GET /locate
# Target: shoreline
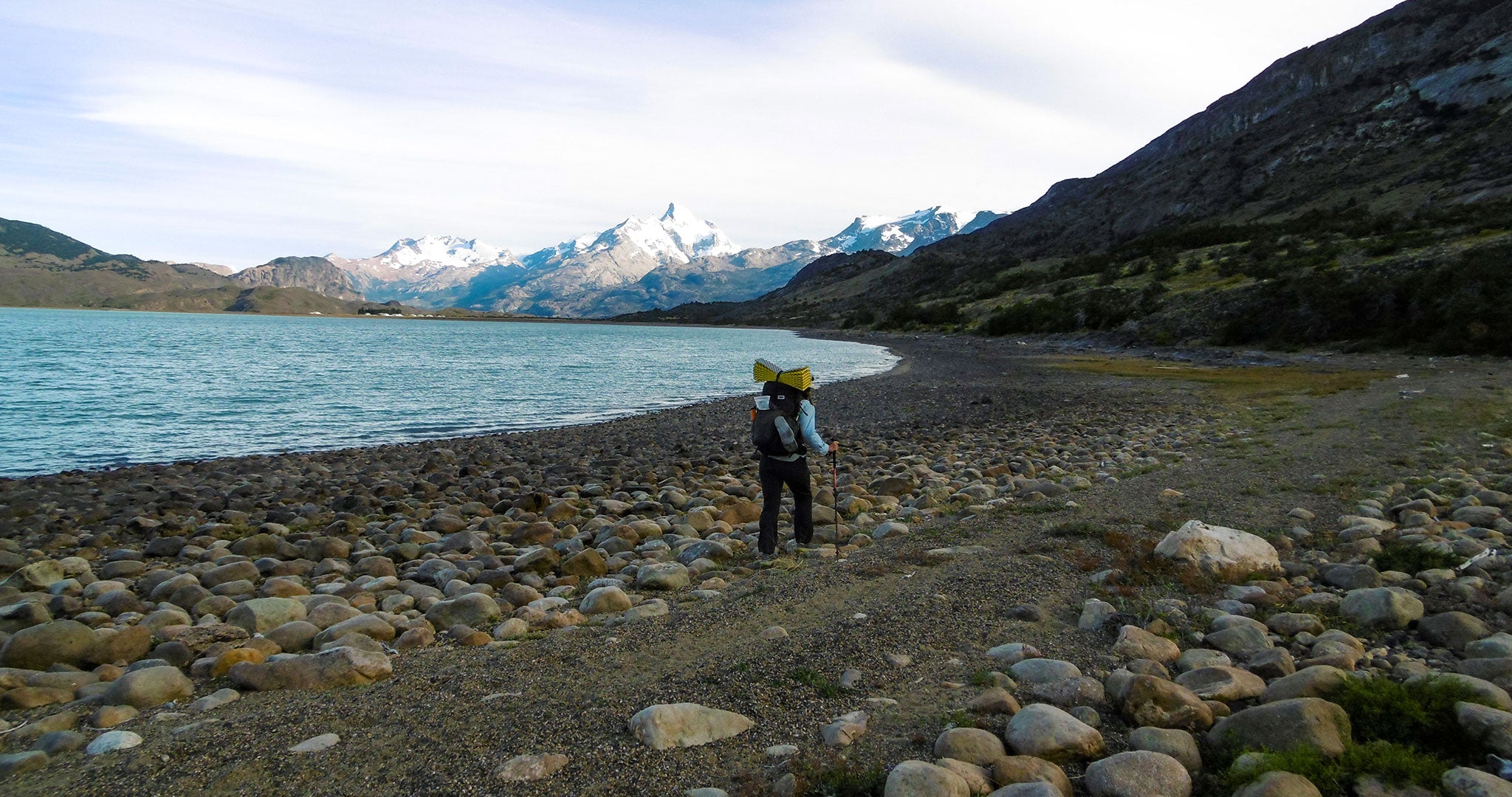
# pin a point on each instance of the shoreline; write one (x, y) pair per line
(357, 449)
(613, 570)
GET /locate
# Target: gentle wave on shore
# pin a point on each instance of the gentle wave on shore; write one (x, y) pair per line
(85, 389)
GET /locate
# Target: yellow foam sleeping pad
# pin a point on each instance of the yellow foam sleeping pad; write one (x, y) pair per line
(767, 373)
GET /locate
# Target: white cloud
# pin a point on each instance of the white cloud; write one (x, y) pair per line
(236, 132)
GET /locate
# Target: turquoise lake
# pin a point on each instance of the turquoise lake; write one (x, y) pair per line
(88, 389)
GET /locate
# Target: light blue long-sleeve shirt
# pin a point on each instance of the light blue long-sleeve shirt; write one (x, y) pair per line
(811, 436)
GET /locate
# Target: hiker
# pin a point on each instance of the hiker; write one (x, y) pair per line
(782, 452)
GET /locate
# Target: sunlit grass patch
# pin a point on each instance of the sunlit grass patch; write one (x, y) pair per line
(1249, 383)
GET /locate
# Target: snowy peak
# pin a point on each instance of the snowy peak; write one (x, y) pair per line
(897, 235)
(444, 252)
(675, 238)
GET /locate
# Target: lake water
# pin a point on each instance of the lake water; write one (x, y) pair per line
(85, 389)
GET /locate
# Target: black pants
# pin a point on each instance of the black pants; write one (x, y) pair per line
(796, 475)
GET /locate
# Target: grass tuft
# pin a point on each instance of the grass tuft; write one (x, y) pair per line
(1248, 383)
(1418, 714)
(1393, 764)
(820, 684)
(836, 776)
(1412, 559)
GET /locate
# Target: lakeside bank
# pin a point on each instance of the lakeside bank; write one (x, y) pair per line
(986, 451)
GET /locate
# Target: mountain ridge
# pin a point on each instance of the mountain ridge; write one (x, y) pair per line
(634, 265)
(1341, 194)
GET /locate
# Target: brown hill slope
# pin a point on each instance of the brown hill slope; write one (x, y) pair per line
(44, 268)
(315, 274)
(1375, 161)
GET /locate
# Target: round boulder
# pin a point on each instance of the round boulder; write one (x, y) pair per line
(1389, 608)
(924, 779)
(1048, 732)
(1139, 773)
(38, 648)
(969, 745)
(148, 687)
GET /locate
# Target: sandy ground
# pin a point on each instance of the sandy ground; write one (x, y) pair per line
(450, 716)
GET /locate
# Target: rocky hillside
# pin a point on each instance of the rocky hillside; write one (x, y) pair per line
(44, 268)
(1370, 170)
(315, 274)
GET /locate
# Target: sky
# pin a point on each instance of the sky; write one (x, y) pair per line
(235, 132)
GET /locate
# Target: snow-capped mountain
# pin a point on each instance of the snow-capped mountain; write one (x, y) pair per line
(434, 269)
(421, 259)
(901, 235)
(636, 265)
(633, 249)
(645, 263)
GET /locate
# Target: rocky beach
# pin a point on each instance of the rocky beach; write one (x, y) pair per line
(1047, 570)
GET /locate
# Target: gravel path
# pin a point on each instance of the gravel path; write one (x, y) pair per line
(450, 716)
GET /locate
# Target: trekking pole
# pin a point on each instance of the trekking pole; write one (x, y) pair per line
(835, 477)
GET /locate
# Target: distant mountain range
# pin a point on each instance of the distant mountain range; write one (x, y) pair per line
(640, 263)
(1357, 190)
(636, 265)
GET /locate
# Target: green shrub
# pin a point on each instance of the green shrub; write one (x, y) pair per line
(1412, 559)
(1418, 714)
(835, 776)
(822, 686)
(1336, 776)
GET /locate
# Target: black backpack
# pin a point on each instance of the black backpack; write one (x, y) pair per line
(774, 421)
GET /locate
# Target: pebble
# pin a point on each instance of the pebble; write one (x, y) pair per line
(111, 742)
(317, 745)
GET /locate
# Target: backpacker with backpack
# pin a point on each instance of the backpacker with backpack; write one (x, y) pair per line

* **What you have to do**
All records above are to be printed exactly, minus the pictures they contain.

* **Exercise result**
GET /locate
# Target: shoreline
# pin a point on each instance of the shoreline; write one (x, y) pair per line
(357, 449)
(613, 570)
GET /locate
# Target: gentle wave on shore
# pin a point on each instance of the gentle wave on shore; write one (x, y) pair per line
(85, 389)
GET /locate
# Target: yellow foam sleeping pad
# pin a point on each instance of the yellow foam sleeping pad; write one (x, y) pair per line
(767, 373)
GET /locate
# Target: white cloud
# pin a point on each instance of the white cloud; write one (x, y) pair per line
(236, 132)
GET /locate
# Target: turquoise lake
# pin a point on each instance of the turquoise lake; write one (x, y) pair per line
(88, 389)
GET /locate
# Target: light blue long-sleeve shirt
# pin a point on each instance of the light blue long-sleeve shirt; write one (x, y) pair per line
(811, 436)
GET /locate
# Target: hiker
# pin a point on each instance of the hiker; write one (x, y) pair per line
(782, 452)
GET /locate
# Target: sunlit grass patch
# pin a point on each instance of the sunlit grass patch; write one (x, y) pair per line
(1249, 383)
GET /locate
# Target: snowy peak
# pin a point on each instance of the snowy peak; write one (x, y) pair per line
(897, 235)
(444, 252)
(675, 238)
GET /locate
# Target: lake water
# pin a point on each instance of the lake water; write one (x, y) pair per line
(85, 389)
GET /locate
# Target: black pants
# pin a point on each instance of the black pants; write one (x, y) pair per line
(796, 475)
GET /locate
# Target: grass tuft
# pin a point on each instance of the grass tuft; write one (x, y) pair per line
(1248, 383)
(1418, 714)
(1393, 764)
(820, 684)
(836, 776)
(1412, 559)
GET /locate
# Target: lakeside bank
# pin a point on each instance of the lakeside bank; write one (x, y) pair per line
(986, 451)
GET /locate
# Target: mountain ridge
# pin a point on each instance of the mountain ridge; write one (x, y) pair per line
(634, 265)
(1341, 194)
GET /locate
# Target: brown hill slope
# pin a point on each instance of the brown hill slope; write one (x, y) pair per line
(44, 268)
(315, 274)
(1375, 161)
GET /locate
# Target: round boulder
# pin a point on each instance of the round boulder; write one (x, y) pair per line
(1389, 608)
(924, 779)
(1048, 732)
(1139, 773)
(38, 648)
(969, 745)
(148, 687)
GET /locate
# Target: sandy ground
# pin a point on each instance of the sandy ground; write one (x, y) pair per line
(450, 716)
GET /locate
# Target: rocky hillside
# pin a point on each instance of the rocky hillside; write one (x, y) pair per line
(44, 268)
(1370, 170)
(315, 274)
GET /locate
# Target: sky
# pin a point on each instance of the sky; write one (x, y) pair per line
(235, 132)
GET /locate
# Target: snow-capped mountain
# pin a point on each instance of the snow-capped mountain; write one (x, y) pair per line
(434, 269)
(421, 259)
(901, 235)
(636, 265)
(633, 249)
(645, 263)
GET /locate
# Target: rocky beach
# pin a point on each instance of the rocky beach; write one (x, y) pair per line
(1047, 570)
GET /locate
# Target: gravel path
# pin a point on each instance of the gravel path; write one (x, y) pair per line
(450, 716)
GET /locate
# Target: trekking pole
# pin a point on each instance of the trekking pole; write one (x, y) pair per line
(835, 477)
GET /locate
# Target: distant mountain range
# pin a point on each instance of the distant mountain range; write one (x, y) pair per line
(640, 263)
(1357, 190)
(636, 265)
GET /locate
# Target: green shrub
# pin a point on each instance of the green shrub; write one (x, y) pair per line
(1412, 559)
(1418, 714)
(835, 776)
(822, 686)
(1336, 776)
GET /locate
# Target: black backpack
# pin a point on each instance of the black backpack; write one (x, y) pair per line
(774, 421)
GET /locate
# Target: pebble
# pin a point on each instance of the pebble; write one (x, y) pair per line
(111, 742)
(317, 745)
GET /locate
# Target: backpacker with backpack
# pin a point on each instance of the backpacker with backpack; write one (x, y) pair per line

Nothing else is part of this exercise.